DOCUMENT EXTRACT>
________________________

The proposed fee applies in addition to the fees assessed by the
outside venue to which the stock portion of the order is routed if an
exchange destination is specified on the original order (with such fees
to be passed on to the market participant). A maximum of $50.00 per
order will be assessed under this fee in order to assure that market
participants do not pay extremely large fees for the processing and
routing by the Exchange of the stock portions of stock-option orders.
Moreover, this maximum fee amount is in line with the maximum fee that
will be assessed by the designated broker that the Exchange intends to
use.
2. Statutory Basis
The Exchange believes the proposed rule change is consistent with
the Act and the rules and regulations thereunder applicable to the
Exchange and, in particular, the requirements of Section 6(b) of the
Act.\4\ Specifically, the Exchange believes the proposed rule change is
consistent with Section 6(b)(4) of the Act,\5\ which provides that
Exchange rules may provide for the equitable allocation of reasonable
dues, fees, and other charges among its Trading Permit Holders and
other persons using its facilities. The amount of the proposed fee is
reasonable because it is intended to cover the fees being assessed to
the Exchange by the designated broker that will be managing the
execution of these stock portions of stock-option strategy orders, as
well as to help cover the costs of developing and maintaining the
Exchange systems that allow for the processing and routing of such
stock portions to the designated broker. The proposed fee is equitable
and not unfairly discriminatory because it will be applied to all
market participants equally.
---------------------------------------------------------------------------
\4\ 15 U.S.C. 78f(b).
\5\ 15 U.S.C. 78f(b)(4).
---------------------------------------------------------------------------
Waiving the fee for the processing and routing of the stock portion
of customer stock-option strategy orders through August 31, 2012 is
equitable and not unfairly discriminatory because this waiver is
intended to encourage the sending of customer orders to the Exchange,
and the resulting increased volume and liquidity will benefit all
market participants. Finally, capping the fee at $50.00 per order is
reasonable because it will limit the amount a market participant will
be assessed for the routing and processing by the Exchange of the stock
portion of stock-option strategy orders, and is equitable and not
unfairly discriminatory because this maximum will apply to all market
participants.
B. Self-Regulatory Organization's Statement on Burden on Competition
CBOE does not believe that the proposed rule change will impose any
burden on competition that is not necessary or appropriate in
furtherance of the purposes of the Act.
C. Self-Regulatory Organization's Statement on Comments on the Proposed
Rule Change Received From Members, Participants, or Others
The Exchange neither solicited nor received comments on the
proposed rule change.
III. Date of Effectiveness of the Proposed Rule Change and Timing for
Commission Action
The foregoing rule change has become effective pursuant to Section
19(b)(3)(A) \6\ of the Act and paragraph (f)(2) of Rule 19b-4 \7\
thereunder. At any time within 60 days of the filing of the proposed
rule change, the Commission summarily may temporarily suspend such rule
change if it appears to the Commission that such action is necessary or
appropriate in the public interest, for the protection of investors, or
otherwise in furtherance of the purposes of the Act.

________________________

PROBLEM 1> What section headings appear in the excerpt on the proposed stock-option routing fee? List each one in full.
PROBLEM 2> Can you continue the excerpt on the proposed stock-option routing fee, picking up right after its final sentence?

Dataset rows:

________________________

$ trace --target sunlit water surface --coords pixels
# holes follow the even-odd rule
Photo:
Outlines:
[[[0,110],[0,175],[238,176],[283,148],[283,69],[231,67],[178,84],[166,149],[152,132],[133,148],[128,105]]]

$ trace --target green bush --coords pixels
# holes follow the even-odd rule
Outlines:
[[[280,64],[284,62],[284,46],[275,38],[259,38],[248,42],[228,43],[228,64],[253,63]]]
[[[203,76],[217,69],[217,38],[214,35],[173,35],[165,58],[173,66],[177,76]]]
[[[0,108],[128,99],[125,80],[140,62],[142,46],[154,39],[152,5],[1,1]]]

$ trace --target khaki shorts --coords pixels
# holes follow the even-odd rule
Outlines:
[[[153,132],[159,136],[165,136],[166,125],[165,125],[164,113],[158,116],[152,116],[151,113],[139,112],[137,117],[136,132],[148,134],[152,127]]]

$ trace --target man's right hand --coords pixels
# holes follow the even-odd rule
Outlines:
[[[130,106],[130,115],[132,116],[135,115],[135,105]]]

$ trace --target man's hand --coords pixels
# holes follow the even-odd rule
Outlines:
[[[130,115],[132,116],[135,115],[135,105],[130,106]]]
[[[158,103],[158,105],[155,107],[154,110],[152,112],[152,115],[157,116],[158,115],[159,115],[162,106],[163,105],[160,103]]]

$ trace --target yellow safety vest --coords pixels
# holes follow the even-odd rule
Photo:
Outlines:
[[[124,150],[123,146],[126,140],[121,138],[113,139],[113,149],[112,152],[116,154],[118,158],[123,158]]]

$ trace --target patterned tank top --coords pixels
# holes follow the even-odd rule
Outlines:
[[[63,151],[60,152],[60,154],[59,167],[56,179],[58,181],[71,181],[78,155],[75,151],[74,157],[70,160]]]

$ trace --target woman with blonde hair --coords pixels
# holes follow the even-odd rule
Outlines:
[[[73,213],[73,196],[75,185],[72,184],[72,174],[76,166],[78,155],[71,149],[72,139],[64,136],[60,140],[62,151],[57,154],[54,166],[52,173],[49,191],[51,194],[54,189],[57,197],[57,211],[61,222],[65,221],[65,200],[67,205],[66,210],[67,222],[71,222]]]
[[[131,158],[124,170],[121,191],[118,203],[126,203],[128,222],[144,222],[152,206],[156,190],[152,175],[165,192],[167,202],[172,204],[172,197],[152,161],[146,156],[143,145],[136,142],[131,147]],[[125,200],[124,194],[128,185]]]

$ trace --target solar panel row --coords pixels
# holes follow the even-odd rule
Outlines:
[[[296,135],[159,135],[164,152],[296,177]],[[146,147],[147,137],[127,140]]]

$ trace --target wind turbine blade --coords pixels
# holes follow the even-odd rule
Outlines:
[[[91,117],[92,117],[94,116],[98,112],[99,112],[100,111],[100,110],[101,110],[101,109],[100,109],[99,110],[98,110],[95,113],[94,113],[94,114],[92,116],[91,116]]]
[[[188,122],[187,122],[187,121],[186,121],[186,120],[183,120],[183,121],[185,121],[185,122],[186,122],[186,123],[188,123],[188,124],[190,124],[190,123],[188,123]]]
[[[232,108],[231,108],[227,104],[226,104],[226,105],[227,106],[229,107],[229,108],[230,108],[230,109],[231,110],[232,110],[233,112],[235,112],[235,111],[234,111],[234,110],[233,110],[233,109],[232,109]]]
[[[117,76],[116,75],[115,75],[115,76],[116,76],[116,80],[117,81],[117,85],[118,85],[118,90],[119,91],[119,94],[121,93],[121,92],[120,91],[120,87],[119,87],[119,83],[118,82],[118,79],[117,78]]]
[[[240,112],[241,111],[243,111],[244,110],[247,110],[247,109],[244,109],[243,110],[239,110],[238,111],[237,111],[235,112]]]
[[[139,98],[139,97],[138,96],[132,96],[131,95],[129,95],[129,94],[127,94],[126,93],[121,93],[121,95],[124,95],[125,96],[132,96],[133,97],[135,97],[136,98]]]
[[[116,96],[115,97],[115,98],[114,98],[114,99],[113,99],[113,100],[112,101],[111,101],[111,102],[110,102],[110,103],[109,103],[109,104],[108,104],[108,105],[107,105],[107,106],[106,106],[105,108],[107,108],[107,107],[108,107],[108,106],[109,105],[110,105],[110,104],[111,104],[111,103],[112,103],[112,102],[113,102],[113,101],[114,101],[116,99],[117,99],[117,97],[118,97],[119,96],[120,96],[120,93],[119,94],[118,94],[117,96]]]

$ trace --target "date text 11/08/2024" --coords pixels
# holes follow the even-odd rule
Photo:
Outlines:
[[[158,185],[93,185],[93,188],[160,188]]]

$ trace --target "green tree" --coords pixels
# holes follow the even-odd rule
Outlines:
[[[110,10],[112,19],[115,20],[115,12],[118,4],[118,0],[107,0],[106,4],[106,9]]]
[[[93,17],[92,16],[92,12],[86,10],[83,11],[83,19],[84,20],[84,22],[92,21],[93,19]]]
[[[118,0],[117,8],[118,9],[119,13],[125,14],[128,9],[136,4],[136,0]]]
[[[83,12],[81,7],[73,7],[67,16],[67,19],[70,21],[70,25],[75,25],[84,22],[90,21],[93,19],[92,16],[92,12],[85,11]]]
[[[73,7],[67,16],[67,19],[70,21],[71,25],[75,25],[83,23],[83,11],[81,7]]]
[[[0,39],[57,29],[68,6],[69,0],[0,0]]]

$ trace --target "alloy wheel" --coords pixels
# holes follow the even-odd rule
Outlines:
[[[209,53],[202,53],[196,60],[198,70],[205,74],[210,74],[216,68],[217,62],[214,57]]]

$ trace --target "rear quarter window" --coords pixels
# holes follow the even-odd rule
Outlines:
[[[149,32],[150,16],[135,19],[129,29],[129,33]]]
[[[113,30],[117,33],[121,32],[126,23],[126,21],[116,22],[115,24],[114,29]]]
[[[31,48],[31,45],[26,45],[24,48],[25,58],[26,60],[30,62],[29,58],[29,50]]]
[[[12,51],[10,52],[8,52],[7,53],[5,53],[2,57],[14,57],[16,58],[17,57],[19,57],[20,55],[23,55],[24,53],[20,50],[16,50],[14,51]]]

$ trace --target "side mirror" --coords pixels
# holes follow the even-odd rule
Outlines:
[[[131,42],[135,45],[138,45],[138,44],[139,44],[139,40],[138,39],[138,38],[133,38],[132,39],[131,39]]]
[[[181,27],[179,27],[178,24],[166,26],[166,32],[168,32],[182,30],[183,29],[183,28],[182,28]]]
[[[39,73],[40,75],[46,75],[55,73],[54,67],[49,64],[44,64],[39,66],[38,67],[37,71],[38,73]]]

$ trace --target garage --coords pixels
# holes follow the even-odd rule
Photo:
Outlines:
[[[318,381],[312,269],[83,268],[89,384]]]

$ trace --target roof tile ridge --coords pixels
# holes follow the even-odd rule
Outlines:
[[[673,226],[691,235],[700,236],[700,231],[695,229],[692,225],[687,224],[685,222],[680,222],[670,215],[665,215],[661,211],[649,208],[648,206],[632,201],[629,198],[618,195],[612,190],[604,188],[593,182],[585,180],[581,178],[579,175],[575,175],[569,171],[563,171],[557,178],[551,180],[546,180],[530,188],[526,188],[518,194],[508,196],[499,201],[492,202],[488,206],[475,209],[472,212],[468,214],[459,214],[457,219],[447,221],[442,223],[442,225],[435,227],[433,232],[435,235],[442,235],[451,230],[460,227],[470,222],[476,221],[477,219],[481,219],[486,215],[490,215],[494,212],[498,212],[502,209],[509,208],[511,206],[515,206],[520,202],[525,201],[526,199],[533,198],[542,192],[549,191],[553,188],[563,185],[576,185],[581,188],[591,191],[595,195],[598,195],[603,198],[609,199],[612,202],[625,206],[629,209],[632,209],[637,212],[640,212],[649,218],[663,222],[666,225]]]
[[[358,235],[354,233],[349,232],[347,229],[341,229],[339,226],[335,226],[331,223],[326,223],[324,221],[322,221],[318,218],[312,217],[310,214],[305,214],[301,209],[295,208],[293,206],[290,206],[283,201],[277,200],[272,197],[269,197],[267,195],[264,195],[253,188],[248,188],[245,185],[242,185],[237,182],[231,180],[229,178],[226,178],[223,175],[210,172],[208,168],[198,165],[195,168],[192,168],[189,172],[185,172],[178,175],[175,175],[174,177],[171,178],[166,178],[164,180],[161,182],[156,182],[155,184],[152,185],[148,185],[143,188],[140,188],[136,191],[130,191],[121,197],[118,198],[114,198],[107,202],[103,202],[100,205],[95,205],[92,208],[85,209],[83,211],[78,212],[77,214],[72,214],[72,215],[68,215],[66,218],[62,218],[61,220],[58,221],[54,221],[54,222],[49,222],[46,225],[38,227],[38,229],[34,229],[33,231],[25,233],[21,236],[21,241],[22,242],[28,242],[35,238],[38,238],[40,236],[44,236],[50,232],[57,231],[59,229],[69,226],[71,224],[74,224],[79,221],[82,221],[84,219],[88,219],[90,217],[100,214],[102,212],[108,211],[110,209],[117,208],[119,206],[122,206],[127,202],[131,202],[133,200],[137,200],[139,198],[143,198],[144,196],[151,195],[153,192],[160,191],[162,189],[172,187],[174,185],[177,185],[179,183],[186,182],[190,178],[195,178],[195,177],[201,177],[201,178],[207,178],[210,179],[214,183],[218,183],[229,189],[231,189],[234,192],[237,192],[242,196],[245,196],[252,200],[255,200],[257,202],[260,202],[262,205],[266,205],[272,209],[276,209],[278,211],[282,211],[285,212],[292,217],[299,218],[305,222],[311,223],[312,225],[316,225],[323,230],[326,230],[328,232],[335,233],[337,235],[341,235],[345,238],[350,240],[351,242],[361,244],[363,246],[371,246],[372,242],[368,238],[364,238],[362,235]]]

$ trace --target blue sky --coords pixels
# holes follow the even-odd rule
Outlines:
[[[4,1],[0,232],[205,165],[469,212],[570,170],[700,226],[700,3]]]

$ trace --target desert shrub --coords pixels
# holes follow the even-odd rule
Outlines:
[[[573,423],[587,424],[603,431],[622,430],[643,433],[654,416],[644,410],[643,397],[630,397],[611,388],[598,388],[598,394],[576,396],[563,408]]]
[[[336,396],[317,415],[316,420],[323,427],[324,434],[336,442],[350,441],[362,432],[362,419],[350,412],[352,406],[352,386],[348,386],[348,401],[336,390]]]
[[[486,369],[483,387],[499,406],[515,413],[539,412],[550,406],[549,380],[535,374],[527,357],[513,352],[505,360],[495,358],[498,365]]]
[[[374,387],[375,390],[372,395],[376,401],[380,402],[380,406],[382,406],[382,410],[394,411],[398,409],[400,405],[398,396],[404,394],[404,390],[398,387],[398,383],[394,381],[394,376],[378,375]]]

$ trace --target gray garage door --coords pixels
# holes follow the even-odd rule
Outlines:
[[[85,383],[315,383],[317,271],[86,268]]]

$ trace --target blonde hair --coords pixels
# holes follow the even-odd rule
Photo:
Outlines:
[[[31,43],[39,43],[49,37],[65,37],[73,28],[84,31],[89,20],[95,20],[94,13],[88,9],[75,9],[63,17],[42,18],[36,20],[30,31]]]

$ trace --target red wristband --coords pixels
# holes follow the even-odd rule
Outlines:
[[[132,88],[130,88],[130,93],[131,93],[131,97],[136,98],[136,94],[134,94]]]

________________________

TASK RESULT 1>
- 2. Statutory Basis
- B. Self-Regulatory Organization's Statement on Burden on Competition
- C. Self-Regulatory Organization's Statement on Comments on the Proposed Rule Change Received From Members, Participants, or Others
- III. Date of Effectiveness of the Proposed Rule Change and Timing for Commission Action

TASK RESULT 2>
---------------------------------------------------------------------------
\6\ 15 U.S.C. 78s(b)(3)(A).
\7\ 17 CFR 240.19b-4(f)(2).
---------------------------------------------------------------------------
IV. Solicitation of Comments
Interested persons are invited to submit written data, views, and
arguments concerning the foregoing, including whether the proposed rule
change is consistent with the Act. Comments may be submitted by any of
the following methods:
Electronic Comments
Use the Commission's Internet comment form (https://www.sec.gov/rules/sro.shtml); or
Send an email to rule-comments@sec.gov. Please include
File Number SR-CBOE-2012-063 on the subject line.
Paper Comments
Send paper comments in triplicate to Elizabeth M. Murphy,
Secretary, Securities and Exchange Commission, 100 F Street NE.,
Washington, DC 20549-1090.
All submissions should refer to File Number SR-CBOE-2012-063. This file
number should be included on the subject line if email is used. To help
the Commission process and review your comments more efficiently,
please use only one method. The Commission will post all comments on
the Commission's Internet Web site (https://www.sec.gov/rules/sro.shtml). Copies of the submission, all subsequent amendments, all
written statements with respect to the proposed rule change that are
filed with the Commission, and all written communications relating to
the proposed rule change between the Commission and any person, other
than those that may be withheld from the public in accordance with the
provisions of 5 U.S.C. 552, will be available for Web site viewing and
printing in the Commission's Public Reference Room, 100 F Street NE.,
Washington, DC 20549, on official business days between the hours of 10
a.m. and 3 p.m. Copies of such filing also will be available for
inspection and copying at the principal office of the Exchange. All
comments received will be posted without change; the Commission does
not edit personal identifying information from submissions. You should
submit only information that you wish to make publicly available. All
submissions should refer to File Number SR-CBOE-2012-063 and should be
submitted on or before August 6, 2012.
For the Commission, by the Division of Trading and Markets,
pursuant to delegated authority. \8\
---------------------------------------------------------------------------
\8\ 17 CFR 200.30-3(a)(12).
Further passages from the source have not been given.